Set task: Return every line below that contains the string "target".
— start of Material for the task —
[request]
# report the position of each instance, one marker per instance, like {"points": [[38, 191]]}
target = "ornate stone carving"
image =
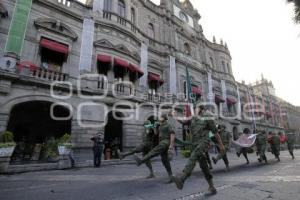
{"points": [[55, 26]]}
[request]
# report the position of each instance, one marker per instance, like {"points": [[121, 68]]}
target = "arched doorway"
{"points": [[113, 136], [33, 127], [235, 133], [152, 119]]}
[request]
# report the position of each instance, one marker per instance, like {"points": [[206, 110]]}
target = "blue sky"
— end of Material for the task —
— start of Material for the task —
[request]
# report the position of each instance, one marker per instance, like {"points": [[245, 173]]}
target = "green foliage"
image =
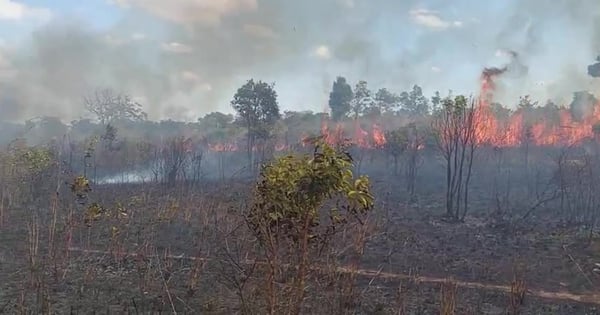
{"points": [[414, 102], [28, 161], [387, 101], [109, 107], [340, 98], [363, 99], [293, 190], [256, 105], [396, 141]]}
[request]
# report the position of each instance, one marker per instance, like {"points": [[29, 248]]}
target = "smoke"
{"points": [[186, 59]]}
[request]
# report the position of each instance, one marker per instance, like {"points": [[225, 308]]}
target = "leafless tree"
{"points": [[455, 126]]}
— end of Material for the task —
Output below:
target = "ornate stone carving"
target = "arched doorway"
target = "blue sky"
target = "green foliage"
target = "smoke"
target = "leafless tree"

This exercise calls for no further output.